» SOAL A: Tuliskan kembali secara persis bagian kutipan tentang teori Big Bang di bawah ini, mulai dari kata-kata "Selain itu, hukum" sampai dengan kata-kata "secara sangat terkendali.".

Selain itu, hukum ini didasarkan atas perhitungan yang sangat teliti sehingga penyimpangan satu milimeter saja dari angka yang ada sekarang akan berakibat pada kehancuran seluruh bangunan dan tatanan alam semesta. Semua ini menunjukkan bahwa suatu tatanan sempurna muncul setelah ‘Big Bang’.

Namun, ledakan tidak mungkin memunculkan tatanan sempurna. Semua ledakan yang diketahui cenderung berbahaya, menghancurkan, dan merusak apa yang ada. Jika kita diberitahu tentang kemunculan tatanan sangat sempurna setelah suatu ledakan, kita dapat menyimpulkan bahwa ada campur ‘tangan cerdas’ di balik ledakan ini, dan segala serpihan yang berhamburan akibat ledakan ini telah digerakkan secara sangat terkendali.

Sir Fred Hoyle, yang akhirnya harus menerima teori ‘Big Bang’ setelah bertahun-tahun menentangnya, mengungkapkan hal ini dengan jelas: “Teori ‘Big Bang’ menyatakan bahwa alam semesta berawal dari satu ledakan tunggal. Tapi, sebagaimana diketahui, ledakan hanya menghancurkan materi berkeping-keping, sementara ‘Big Bang’ secara misterius telah menghasilkan dampak yang berlawanan - yakni materi yang saling bergabung dan membentuk galaksi-galaksi.”

» SOAL B: Laporkan setiap baris dalam daftar di bawah yang memuat kata "gable".

» Data identifikasi posisi:
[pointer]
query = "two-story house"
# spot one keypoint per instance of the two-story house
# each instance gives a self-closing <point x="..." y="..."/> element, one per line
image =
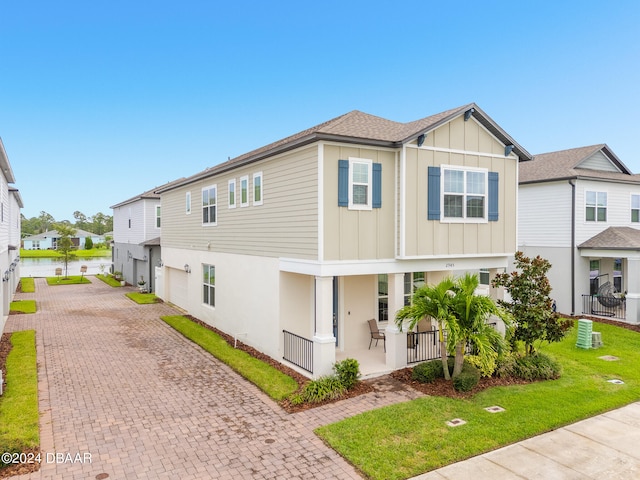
<point x="10" y="205"/>
<point x="580" y="209"/>
<point x="136" y="238"/>
<point x="293" y="247"/>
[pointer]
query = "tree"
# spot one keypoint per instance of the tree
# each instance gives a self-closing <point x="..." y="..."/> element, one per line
<point x="431" y="301"/>
<point x="531" y="305"/>
<point x="65" y="246"/>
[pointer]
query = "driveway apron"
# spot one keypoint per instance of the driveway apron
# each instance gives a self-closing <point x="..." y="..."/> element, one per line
<point x="122" y="395"/>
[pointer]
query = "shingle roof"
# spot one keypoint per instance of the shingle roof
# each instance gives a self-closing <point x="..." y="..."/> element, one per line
<point x="563" y="164"/>
<point x="614" y="238"/>
<point x="362" y="128"/>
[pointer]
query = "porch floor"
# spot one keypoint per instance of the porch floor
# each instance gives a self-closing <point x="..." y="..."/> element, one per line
<point x="372" y="362"/>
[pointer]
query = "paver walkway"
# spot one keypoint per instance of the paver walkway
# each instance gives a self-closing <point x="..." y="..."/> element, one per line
<point x="120" y="387"/>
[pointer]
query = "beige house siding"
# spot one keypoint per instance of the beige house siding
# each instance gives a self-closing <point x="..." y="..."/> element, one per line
<point x="285" y="225"/>
<point x="466" y="144"/>
<point x="358" y="234"/>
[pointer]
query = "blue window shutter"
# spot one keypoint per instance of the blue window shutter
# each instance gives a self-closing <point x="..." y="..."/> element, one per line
<point x="493" y="196"/>
<point x="433" y="194"/>
<point x="377" y="185"/>
<point x="343" y="183"/>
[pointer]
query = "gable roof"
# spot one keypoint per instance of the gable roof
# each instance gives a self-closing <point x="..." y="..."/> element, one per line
<point x="614" y="238"/>
<point x="572" y="163"/>
<point x="360" y="128"/>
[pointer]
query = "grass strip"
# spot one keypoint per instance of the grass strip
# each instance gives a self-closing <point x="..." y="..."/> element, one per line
<point x="19" y="403"/>
<point x="27" y="285"/>
<point x="411" y="438"/>
<point x="143" y="298"/>
<point x="70" y="280"/>
<point x="23" y="306"/>
<point x="271" y="381"/>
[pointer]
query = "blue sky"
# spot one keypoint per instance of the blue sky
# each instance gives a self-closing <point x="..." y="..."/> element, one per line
<point x="102" y="100"/>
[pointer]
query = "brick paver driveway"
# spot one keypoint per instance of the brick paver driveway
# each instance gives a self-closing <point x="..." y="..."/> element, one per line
<point x="120" y="388"/>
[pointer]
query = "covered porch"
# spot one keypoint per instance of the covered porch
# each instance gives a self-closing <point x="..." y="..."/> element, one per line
<point x="609" y="274"/>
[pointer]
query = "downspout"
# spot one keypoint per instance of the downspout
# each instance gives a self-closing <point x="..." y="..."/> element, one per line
<point x="573" y="242"/>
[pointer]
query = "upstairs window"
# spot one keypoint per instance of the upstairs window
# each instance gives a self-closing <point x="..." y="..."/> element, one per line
<point x="359" y="184"/>
<point x="464" y="194"/>
<point x="209" y="205"/>
<point x="596" y="206"/>
<point x="635" y="208"/>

» KELUARAN LENGKAP A:
Selain itu, hukum ini didasarkan atas perhitungan yang sangat teliti sehingga penyimpangan satu milimeter saja dari angka yang ada sekarang akan berakibat pada kehancuran seluruh bangunan dan tatanan alam semesta. Semua ini menunjukkan bahwa suatu tatanan sempurna muncul setelah ‘Big Bang’.

Namun, ledakan tidak mungkin memunculkan tatanan sempurna. Semua ledakan yang diketahui cenderung berbahaya, menghancurkan, dan merusak apa yang ada. Jika kita diberitahu tentang kemunculan tatanan sangat sempurna setelah suatu ledakan, kita dapat menyimpulkan bahwa ada campur ‘tangan cerdas’ di balik ledakan ini, dan segala serpihan yang berhamburan akibat ledakan ini telah digerakkan secara sangat terkendali.

» KELUARAN LENGKAP B:
query = "gable roof"
# spot one keypoint per instance of the gable roof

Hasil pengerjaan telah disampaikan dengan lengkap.